:: Required task ::
Convert the entries below into a two-column CSV with the header input,output. Give one row per entry with its text and its answer, each as a single quoted field with line breaks changed to spaces, and leave out the pictures.

:::

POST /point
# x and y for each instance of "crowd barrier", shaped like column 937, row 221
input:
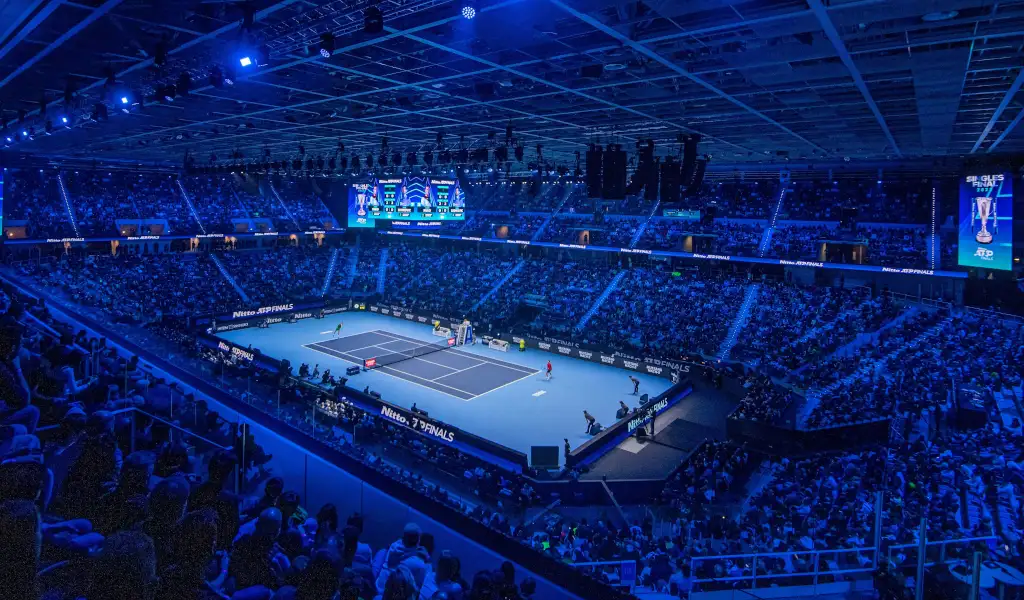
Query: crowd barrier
column 607, row 439
column 776, row 439
column 432, row 428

:::

:: Answer to this task ::
input,output
"POST /point # x and y for each instance of ""crowd barrier"", shaped like column 937, row 221 input: Query: crowd barrier","column 607, row 439 column 776, row 439 column 432, row 428"